→ **What the task requires**
Please answer these about the forum post on Rebirth, one line each:
(a) Which format does the post say is supported at the moment?
(b) According to the post, what does XStream aim to do?
(c) In the quoted passage on progress, what would the framework remember so that the next run can show a progress percentage?

→ **Excerpt to read**
XML only at the moment - I’ve never actually seen YAML used “in the wild” myself, I suppose it could be added but I see it making the API more complicated and harder to use with little benifit.

[quote]If you used something like XStream for XML or, even better ;), YamlBeans for YAML, those libs serialize and deserialize object graphs without the need for a decoder, or even objects in the graph to extend a class.
[/quote]
I looked at using XStream but it wasn’t a great fit. XStream aims to just convert to/from xml with as little effort as possible - Rebirth is about making your own xml syntax for resources and converting that into a set of objects with minimal parsing code. Obviously I’ve pinched the handy bits (like auto decoding of primative and array types) anyway so adding XStream as well doesn’t make sense.

[quote]Progress is important. Probably less so with configuration files, since they probably parse quickly, but loading images, maybe building a database, etc. Should be a nice way to get a percentage of progress. If the framework has many tasks and some of them don’t have an idea of completion percentage, then the progress percentage would be indeterminate. However, and this is the clever bit ;), what if it remembered the time it took, so next time the app runs it will show progress percentage based on time.

→ **Records provided**
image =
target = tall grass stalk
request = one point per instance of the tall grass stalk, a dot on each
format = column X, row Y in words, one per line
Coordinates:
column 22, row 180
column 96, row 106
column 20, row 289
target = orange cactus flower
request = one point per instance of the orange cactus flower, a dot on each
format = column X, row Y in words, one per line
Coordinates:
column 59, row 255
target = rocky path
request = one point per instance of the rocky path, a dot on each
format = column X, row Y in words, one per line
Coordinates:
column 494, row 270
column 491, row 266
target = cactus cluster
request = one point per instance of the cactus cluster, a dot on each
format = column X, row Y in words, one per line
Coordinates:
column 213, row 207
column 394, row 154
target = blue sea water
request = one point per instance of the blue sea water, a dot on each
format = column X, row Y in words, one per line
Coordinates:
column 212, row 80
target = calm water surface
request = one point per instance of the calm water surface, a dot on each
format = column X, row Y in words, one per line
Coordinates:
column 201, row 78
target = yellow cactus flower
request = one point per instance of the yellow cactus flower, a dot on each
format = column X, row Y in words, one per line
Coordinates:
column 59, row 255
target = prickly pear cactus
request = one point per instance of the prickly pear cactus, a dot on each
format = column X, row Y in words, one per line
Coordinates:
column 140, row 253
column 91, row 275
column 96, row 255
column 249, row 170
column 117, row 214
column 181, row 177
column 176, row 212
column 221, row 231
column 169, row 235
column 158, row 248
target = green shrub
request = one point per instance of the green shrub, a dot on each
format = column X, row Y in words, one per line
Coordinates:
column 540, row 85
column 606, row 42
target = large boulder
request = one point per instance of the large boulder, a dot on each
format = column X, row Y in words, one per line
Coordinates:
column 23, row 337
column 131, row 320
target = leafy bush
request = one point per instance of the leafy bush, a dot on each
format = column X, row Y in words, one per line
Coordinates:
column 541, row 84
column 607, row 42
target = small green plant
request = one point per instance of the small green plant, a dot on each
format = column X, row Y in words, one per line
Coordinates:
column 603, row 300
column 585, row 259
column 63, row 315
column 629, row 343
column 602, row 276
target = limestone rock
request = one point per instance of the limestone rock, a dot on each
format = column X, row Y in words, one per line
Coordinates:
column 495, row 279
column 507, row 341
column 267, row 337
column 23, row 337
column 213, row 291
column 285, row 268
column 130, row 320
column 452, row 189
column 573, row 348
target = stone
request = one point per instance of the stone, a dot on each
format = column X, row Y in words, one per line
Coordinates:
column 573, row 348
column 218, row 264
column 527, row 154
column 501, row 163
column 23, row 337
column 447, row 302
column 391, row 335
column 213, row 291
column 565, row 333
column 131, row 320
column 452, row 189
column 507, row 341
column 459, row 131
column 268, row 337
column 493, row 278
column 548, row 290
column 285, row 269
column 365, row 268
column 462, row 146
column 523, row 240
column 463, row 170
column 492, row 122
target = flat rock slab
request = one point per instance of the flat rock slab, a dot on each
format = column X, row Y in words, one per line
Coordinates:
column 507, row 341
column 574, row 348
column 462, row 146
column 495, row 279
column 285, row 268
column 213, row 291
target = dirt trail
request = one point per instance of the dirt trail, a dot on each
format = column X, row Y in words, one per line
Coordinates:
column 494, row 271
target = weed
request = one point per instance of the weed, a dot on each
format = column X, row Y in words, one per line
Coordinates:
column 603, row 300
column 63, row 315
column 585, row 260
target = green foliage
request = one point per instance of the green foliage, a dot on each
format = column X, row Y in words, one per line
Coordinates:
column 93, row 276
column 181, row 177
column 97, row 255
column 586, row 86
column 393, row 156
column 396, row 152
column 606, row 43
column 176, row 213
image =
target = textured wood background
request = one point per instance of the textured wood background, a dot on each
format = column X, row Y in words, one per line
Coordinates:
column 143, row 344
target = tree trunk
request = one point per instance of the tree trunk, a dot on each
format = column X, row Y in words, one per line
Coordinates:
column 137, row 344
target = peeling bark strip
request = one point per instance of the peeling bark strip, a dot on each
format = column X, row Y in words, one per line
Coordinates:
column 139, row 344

→ **The answer**
(a) XML only.
(b) To convert to and from XML with as little effort as possible.
(c) The time the work took.